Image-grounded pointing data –
*** Block opens ***

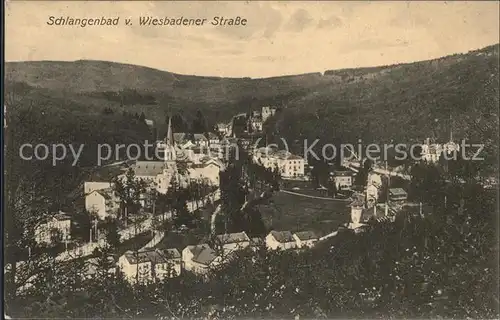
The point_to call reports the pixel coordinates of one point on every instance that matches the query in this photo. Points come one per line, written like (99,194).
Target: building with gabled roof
(283,240)
(102,202)
(54,228)
(231,242)
(200,258)
(397,195)
(150,265)
(305,239)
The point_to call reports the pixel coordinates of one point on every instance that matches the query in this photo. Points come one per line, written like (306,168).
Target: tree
(112,235)
(142,117)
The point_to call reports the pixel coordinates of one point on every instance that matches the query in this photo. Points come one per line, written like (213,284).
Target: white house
(283,240)
(374,179)
(397,195)
(54,229)
(256,123)
(431,151)
(372,193)
(267,112)
(200,140)
(200,258)
(150,265)
(213,140)
(208,169)
(233,241)
(92,264)
(343,180)
(305,239)
(223,129)
(289,165)
(357,207)
(102,202)
(90,186)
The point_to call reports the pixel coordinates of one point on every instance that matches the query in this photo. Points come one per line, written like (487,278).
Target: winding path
(313,197)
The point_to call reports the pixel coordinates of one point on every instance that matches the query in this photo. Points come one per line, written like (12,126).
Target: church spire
(169,139)
(451,128)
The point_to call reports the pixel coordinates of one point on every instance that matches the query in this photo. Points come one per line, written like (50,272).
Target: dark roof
(306,235)
(233,237)
(282,236)
(148,168)
(212,136)
(60,216)
(203,254)
(397,192)
(179,137)
(199,137)
(154,256)
(343,173)
(256,241)
(106,193)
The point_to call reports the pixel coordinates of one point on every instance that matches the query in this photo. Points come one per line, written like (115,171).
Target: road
(355,166)
(313,197)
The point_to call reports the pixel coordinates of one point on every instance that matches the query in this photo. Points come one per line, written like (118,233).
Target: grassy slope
(295,213)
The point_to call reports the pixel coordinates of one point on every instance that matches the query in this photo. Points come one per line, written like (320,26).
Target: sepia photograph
(250,160)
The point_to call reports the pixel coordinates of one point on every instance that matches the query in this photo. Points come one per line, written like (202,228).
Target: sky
(280,38)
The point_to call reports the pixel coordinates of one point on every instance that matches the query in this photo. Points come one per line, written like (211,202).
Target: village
(203,157)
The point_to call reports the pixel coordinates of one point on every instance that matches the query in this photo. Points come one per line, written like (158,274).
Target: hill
(408,102)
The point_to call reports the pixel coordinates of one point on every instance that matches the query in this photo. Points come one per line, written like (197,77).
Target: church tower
(169,154)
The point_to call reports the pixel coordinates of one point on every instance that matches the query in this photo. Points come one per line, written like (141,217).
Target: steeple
(169,139)
(451,128)
(169,152)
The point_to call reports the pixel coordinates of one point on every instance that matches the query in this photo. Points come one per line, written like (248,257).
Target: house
(431,151)
(374,179)
(256,243)
(180,138)
(103,202)
(92,264)
(207,170)
(283,240)
(305,239)
(157,174)
(223,129)
(200,258)
(213,140)
(342,180)
(268,112)
(56,228)
(233,241)
(289,165)
(357,207)
(200,140)
(397,195)
(372,193)
(150,265)
(256,123)
(89,186)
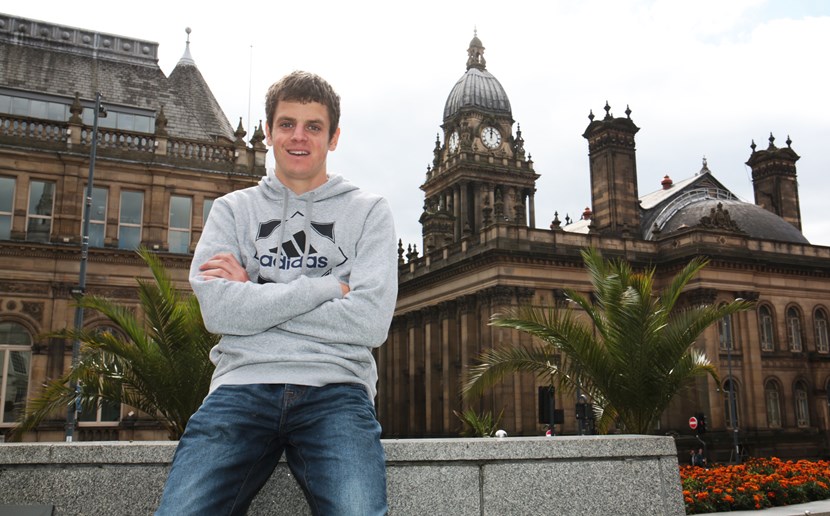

*** Block closes ***

What is required – Please output every entry above exactly, without the pictures.

Result of this exercise –
The point_to call reports the pixel coordinates of one point on every instance that matches the query in this photo. Points come one per line, written like (99,194).
Target: building with gabled roof
(283,240)
(102,202)
(54,228)
(231,242)
(200,258)
(397,195)
(150,265)
(305,239)
The point_to call reports the pixel coordinates of one point on every instance that matches the query in this photo. Points come one per line, written like (306,168).
Target: tree
(112,235)
(142,117)
The point_to call reports the pixel coordinates of one point on every instance that matches the query in this photo. Points come one per line, written like (213,284).
Target: white house
(283,240)
(374,179)
(397,195)
(54,229)
(256,123)
(431,151)
(372,193)
(267,112)
(200,140)
(200,258)
(150,265)
(213,140)
(208,169)
(233,241)
(92,264)
(343,180)
(305,239)
(223,129)
(289,165)
(357,207)
(102,202)
(90,186)
The point_to call reports the pixel coordinates of one point on every instance that matches the query in this photo. Points come one per line, written like (487,278).
Target: winding path
(313,197)
The point_to call reports the pixel coordinates of one point on every instance that matches the query in this photo. Points come one per line, written like (12,126).
Target: church spire
(169,139)
(451,128)
The point_to call reports the pixel coordinates of one point on every instance that matches the query in this photo. Points come one per line, written like (50,272).
Target: dark roof
(306,235)
(233,237)
(282,236)
(148,168)
(212,136)
(60,216)
(203,254)
(397,192)
(179,137)
(199,137)
(154,256)
(343,173)
(256,241)
(106,193)
The point_to call reports the pixel coordinates of one point on every instance that matches the query in this photo. Points come one per line, written like (115,171).
Target: road
(355,166)
(313,197)
The point_to call reports the pixel coordinates of one point on every instance that matches the query in this photo. Points come one per line, written like (118,233).
Target: grassy slope
(295,213)
The point_to call reports the pixel coordinates of one point on every instance that matches the query in this photo. Points come one per line, written like (320,26).
Target: sepia photograph
(250,160)
The point_to call reports the pixel coordinates of one point on every instance that matches the query in this photo. Points come one per line, written like (202,228).
Target: sky
(280,38)
The point_to call reports the pixel coordinates of one point on every instance that matches the query in this photo. Points come one per line, written like (211,202).
Target: village
(203,157)
The point_to call reports the pixel coordinates of one point on every instance that matches the query in this photo. Points come one per line, written like (158,274).
Target: hill
(408,102)
The point_to call reports the pixel coordinates of one point on every instance that matches the query in this photo. Points come one per line, written like (197,77).
Target: church tower
(169,154)
The point_to call reports the pixel coordinates of one point on every instance that matches the query in this photo. Points come one per line, written like (141,217).
Target: steeple
(169,139)
(451,128)
(169,152)
The point_to call reports the pixel coordinates of one point on every instance that matches the query in this photo. Points come one per line, written like (248,257).
Target: house
(431,151)
(374,179)
(256,243)
(180,138)
(103,202)
(92,264)
(207,170)
(283,240)
(305,239)
(157,174)
(223,129)
(200,258)
(213,140)
(342,180)
(268,112)
(56,228)
(233,241)
(289,165)
(357,207)
(200,140)
(397,195)
(372,193)
(150,265)
(256,123)
(89,186)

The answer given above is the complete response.